- [Stated task A]: Change "multidimensional" to "holistic" and give the passage of the conference abstract on Zlatan Ibrahimovic's career path again, starting with "Contribution" and going on through "and Bunsell 2014).".
- [Stated task B]: Carry the conference abstract on Zlatan Ibrahimovic's career path further, picking up after its last sentence.

- [Document excerpt]:
----
The ‘body pedagogics’ of an elite footballer’s career path – analysing Zlatan Ibrahimovic’s biography
Author(s):
Joacim Andersson (presenting / submitting) Ninitha Maivorsdotter (presenting)
Conference:
ECER 2017
Format:
Paper

Session Information

18 SES 06, Body Pedagogy

Paper Session

Time:
2017-08-23
15:30-17:00
Room:
K3.23
Chair:
Marie Öhman

Contribution

Pedagogical research on career is encouraged to not limit sport learning to athletic skills, coaching effectiveness and coach–athlete relationships, but to also focus on learning in a multidimensional sense in the context of an athlete’s individual and social biography. This article examines an elite athlete’s career path as a body pedagogic phenomenon involving processes of self-transformation in relation to practical, social and embodied environments (Archer 2010; Shilling and Bunsell 2014).

 

The purpose is to analyse the career path of the elite footballer Zlatan Ibrahimovic by focusing on how different learning environments relate to different embodiments of techniques and skills and how values and norms shape professionalism.
----
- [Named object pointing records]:
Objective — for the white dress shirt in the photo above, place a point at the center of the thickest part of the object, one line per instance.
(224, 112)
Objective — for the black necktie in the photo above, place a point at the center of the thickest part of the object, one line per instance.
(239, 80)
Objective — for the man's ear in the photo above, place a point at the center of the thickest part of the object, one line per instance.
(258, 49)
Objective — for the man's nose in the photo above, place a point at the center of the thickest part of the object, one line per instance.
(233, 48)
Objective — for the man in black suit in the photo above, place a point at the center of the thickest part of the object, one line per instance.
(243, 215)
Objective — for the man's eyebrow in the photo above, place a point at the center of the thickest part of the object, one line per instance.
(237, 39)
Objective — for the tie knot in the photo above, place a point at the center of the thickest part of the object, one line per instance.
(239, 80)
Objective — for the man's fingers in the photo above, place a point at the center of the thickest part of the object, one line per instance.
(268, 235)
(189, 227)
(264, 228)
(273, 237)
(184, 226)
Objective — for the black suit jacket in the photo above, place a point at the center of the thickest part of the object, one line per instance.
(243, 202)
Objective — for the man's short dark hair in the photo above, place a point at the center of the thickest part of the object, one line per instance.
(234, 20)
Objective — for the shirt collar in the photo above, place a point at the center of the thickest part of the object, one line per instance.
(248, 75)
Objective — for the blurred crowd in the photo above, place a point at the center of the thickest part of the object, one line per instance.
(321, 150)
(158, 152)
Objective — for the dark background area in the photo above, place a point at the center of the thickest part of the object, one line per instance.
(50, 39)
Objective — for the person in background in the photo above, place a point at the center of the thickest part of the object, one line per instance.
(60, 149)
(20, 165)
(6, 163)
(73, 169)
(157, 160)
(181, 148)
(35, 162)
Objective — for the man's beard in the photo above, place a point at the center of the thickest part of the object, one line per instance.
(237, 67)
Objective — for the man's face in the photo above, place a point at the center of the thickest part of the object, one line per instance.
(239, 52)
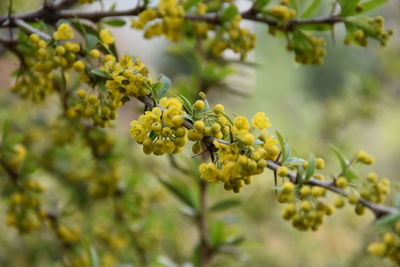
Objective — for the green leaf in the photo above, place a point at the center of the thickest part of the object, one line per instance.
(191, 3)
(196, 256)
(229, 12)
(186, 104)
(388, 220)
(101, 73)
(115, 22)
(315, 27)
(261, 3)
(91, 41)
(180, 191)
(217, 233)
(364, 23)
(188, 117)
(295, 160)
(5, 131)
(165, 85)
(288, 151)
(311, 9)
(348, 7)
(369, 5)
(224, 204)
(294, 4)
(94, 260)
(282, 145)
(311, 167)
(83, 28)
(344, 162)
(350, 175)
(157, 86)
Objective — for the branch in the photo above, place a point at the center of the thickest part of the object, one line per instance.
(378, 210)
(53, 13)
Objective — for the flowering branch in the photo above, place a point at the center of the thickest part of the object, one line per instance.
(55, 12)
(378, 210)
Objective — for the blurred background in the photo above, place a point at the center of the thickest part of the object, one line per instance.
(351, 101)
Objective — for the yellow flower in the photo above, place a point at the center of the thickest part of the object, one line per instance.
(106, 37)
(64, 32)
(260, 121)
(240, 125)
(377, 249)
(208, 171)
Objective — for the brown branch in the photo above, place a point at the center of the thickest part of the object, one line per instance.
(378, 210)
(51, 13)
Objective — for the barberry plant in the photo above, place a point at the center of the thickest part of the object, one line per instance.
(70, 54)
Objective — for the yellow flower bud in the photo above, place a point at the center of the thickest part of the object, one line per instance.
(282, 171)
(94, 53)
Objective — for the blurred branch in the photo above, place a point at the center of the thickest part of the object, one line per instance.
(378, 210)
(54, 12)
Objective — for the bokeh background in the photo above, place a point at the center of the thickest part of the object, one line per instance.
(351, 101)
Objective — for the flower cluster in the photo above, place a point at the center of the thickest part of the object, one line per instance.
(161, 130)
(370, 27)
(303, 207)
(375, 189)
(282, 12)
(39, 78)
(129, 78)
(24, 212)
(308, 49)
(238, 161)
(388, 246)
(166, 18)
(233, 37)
----
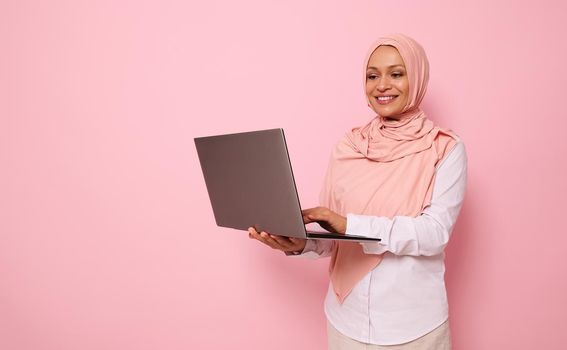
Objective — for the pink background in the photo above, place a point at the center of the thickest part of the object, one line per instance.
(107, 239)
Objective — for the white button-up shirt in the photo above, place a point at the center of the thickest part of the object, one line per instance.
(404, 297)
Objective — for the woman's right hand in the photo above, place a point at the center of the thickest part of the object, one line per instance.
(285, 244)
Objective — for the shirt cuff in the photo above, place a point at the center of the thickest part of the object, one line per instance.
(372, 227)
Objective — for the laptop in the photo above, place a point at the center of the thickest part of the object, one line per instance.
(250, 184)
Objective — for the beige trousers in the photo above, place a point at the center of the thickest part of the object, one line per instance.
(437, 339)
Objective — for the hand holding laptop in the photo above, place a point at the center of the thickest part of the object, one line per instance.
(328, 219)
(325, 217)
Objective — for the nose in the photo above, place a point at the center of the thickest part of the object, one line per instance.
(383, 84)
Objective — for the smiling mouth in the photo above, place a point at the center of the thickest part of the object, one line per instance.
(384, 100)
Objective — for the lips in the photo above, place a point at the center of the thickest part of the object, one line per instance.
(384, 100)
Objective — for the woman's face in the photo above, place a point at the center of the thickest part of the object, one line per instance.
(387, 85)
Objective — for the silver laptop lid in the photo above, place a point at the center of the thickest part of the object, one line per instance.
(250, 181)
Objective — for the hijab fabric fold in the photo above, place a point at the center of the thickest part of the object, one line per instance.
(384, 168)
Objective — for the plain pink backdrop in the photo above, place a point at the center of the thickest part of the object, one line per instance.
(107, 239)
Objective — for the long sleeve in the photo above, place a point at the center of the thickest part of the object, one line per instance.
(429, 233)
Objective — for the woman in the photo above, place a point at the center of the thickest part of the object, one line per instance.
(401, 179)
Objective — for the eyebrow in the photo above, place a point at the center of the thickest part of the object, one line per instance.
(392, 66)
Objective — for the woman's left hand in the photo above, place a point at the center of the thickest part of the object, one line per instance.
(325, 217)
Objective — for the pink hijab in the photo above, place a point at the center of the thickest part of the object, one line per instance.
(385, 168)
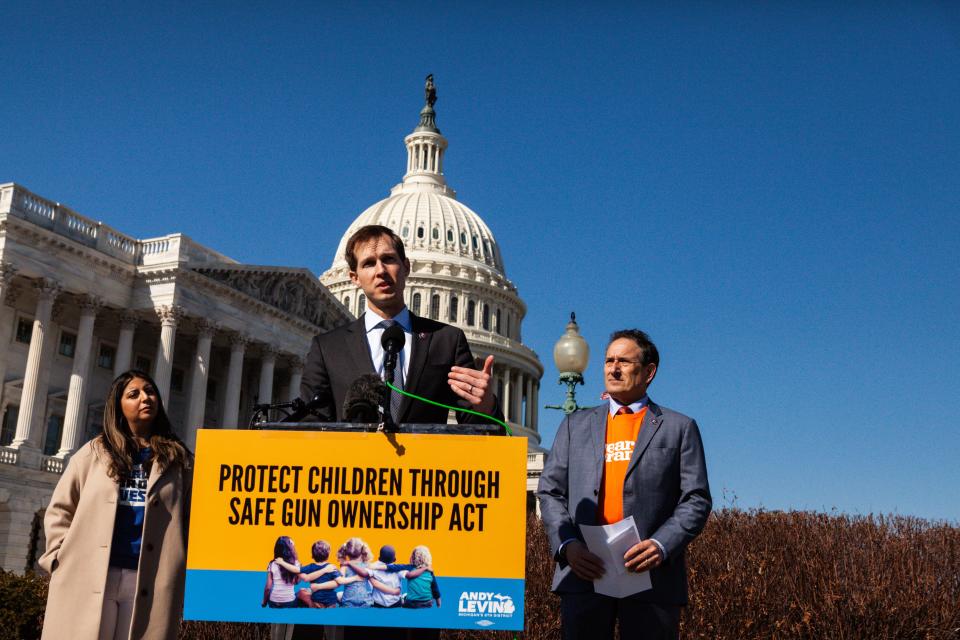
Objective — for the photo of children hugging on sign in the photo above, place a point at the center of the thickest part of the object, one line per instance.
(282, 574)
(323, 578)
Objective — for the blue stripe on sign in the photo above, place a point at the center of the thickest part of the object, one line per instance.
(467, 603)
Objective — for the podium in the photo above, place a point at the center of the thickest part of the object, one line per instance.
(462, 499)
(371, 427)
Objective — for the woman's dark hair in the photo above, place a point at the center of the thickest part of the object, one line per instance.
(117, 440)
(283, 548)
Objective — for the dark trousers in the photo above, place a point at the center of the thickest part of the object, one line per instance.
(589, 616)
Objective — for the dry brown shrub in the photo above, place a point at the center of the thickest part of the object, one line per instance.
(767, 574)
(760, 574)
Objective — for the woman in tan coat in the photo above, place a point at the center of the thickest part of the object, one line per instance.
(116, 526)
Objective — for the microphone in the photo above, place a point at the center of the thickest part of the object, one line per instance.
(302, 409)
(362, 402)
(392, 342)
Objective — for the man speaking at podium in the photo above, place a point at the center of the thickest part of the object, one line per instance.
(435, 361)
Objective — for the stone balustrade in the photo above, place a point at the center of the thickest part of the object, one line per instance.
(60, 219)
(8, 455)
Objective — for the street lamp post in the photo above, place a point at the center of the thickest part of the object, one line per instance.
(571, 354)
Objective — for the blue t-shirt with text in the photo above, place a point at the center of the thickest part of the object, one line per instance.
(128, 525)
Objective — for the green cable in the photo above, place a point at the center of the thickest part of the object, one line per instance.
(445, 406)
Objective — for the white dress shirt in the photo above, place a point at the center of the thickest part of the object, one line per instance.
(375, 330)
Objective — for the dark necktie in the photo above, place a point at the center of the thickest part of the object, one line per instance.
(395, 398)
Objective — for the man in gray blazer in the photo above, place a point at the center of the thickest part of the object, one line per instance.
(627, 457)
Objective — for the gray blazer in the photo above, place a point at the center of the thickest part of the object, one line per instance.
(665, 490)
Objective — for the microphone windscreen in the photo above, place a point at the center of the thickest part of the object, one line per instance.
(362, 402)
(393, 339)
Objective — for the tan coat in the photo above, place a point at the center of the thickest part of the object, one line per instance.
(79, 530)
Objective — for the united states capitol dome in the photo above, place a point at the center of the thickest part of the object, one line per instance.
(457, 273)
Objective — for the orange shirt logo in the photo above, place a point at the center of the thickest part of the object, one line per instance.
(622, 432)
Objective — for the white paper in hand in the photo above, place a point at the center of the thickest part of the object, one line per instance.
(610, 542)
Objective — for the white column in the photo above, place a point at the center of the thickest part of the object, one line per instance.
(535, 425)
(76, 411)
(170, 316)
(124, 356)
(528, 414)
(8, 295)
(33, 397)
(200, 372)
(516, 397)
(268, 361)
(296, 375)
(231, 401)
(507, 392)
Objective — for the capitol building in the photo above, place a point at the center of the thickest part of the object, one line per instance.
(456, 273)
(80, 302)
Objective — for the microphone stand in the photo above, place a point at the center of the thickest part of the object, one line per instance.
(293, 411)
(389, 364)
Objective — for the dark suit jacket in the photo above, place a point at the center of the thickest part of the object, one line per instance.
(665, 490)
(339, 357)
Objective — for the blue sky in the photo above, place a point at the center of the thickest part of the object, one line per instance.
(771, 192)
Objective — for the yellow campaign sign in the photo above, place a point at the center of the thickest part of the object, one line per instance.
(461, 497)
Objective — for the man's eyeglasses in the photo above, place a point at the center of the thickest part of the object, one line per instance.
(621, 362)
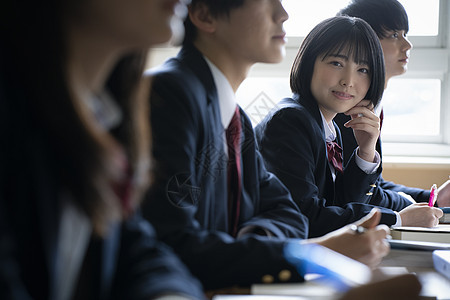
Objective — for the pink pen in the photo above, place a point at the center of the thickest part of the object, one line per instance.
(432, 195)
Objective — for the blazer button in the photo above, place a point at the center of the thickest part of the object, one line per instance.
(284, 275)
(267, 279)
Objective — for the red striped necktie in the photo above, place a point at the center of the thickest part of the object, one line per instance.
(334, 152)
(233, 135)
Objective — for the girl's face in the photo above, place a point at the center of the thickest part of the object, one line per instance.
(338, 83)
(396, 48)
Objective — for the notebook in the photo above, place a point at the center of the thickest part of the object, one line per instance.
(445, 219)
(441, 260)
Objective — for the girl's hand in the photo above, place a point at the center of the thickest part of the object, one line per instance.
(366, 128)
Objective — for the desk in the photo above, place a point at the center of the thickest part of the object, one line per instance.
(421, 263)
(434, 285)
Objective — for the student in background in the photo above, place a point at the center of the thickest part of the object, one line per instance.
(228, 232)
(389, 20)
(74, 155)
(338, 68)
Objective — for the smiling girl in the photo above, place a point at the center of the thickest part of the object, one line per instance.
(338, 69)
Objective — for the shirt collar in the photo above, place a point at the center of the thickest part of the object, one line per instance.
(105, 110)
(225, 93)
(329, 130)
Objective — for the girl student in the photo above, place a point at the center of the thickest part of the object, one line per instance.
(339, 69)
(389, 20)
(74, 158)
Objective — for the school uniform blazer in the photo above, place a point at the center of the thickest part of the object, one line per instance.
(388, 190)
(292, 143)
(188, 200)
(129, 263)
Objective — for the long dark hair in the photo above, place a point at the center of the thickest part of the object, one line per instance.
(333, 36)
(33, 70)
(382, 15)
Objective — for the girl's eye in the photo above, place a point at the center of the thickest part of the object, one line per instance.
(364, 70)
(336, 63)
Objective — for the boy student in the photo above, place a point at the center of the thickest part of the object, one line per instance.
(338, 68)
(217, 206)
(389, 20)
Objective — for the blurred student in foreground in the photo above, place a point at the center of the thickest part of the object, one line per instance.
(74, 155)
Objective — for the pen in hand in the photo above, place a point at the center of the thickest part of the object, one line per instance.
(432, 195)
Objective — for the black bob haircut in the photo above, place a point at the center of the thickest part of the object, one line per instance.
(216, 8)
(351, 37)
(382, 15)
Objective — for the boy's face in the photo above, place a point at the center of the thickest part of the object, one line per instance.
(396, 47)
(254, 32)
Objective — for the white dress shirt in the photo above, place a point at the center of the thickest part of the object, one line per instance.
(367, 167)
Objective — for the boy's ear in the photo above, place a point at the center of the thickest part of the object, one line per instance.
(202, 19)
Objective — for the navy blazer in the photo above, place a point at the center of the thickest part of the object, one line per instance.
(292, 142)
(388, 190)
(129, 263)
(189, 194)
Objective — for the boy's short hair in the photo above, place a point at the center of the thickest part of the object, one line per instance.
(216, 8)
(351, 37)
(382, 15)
----
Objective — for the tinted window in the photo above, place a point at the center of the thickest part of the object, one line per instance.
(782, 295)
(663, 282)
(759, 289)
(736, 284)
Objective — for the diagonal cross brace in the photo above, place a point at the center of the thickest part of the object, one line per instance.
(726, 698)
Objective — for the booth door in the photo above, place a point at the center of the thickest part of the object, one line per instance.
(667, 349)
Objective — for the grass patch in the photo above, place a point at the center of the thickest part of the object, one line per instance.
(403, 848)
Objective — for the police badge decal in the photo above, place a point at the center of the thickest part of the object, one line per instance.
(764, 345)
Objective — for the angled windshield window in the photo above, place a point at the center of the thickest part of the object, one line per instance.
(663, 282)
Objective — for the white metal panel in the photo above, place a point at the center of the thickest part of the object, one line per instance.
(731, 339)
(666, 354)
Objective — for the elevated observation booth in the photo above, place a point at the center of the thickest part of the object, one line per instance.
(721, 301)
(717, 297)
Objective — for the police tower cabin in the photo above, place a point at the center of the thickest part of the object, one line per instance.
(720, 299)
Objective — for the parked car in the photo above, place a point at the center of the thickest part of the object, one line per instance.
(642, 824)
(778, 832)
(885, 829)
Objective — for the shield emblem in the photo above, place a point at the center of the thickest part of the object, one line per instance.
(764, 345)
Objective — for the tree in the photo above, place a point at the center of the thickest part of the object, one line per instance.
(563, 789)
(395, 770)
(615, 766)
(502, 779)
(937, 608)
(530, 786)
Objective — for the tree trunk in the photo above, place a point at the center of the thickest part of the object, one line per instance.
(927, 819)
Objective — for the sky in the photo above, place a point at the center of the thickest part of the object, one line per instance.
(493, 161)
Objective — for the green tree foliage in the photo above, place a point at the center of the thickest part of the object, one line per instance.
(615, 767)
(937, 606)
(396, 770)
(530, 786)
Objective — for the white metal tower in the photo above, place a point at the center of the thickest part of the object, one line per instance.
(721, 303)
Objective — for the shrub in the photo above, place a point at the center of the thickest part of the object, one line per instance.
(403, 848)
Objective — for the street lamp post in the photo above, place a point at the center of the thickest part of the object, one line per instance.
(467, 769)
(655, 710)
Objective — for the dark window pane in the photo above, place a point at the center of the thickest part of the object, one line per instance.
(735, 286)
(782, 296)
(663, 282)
----
- [Expected answer A]:
Contribution

Pedagogical research on career is encouraged to not limit sport learning to athletic skills, coaching effectiveness and coach–athlete relationships, but to also focus on learning in a holistic sense in the context of an athlete’s individual and social biography. This article examines an elite athlete’s career path as a body pedagogic phenomenon involving processes of self-transformation in relation to practical, social and embodied environments (Archer 2010; Shilling and Bunsell 2014).

- [Expected answer B]:
 

The experiences of coaches and athletes are perceived as taking place in an interactive workplace that is packed with competing egos, hierarchies, constraints and opportunities (Jones, Armour, and Potrac 2003; Cushion, Armour, and Jones 2006). In view of this, it is important to understand how an athlete experience and deal with such challenges in relation to identity (Wacquant 2005; Shilling 2008) and what kind of pedagogic initiatives have been taken to develop a shared understanding of embodied habits (Loquet 2011; Andersson and Garrison 2016 ).

 

This study contributes to the field by connecting to research that follows elite athletes throughout the whole of their careers in order to narratively identify the changes in and forging of identities (e.g. Rossi, Rynne, and Rabjohns 2016). Despite the more institutionalised educational practices of high-performance sport (Peterson 2007) and commodity orientation (Barker-Ruchti et al. 2016), it is possible to analyse how an athlete navigates and struggles to forge his or her own educational pathway. Our study follows Shilling and Bunsell (2014 ), who have shown that elite athletes’  self-transformation and learning is beneficially understood in relation to Archer’ s analytical distinction between social, practical and embodied environments (Archer 2010; Shilling and Bunsell, 2014 ).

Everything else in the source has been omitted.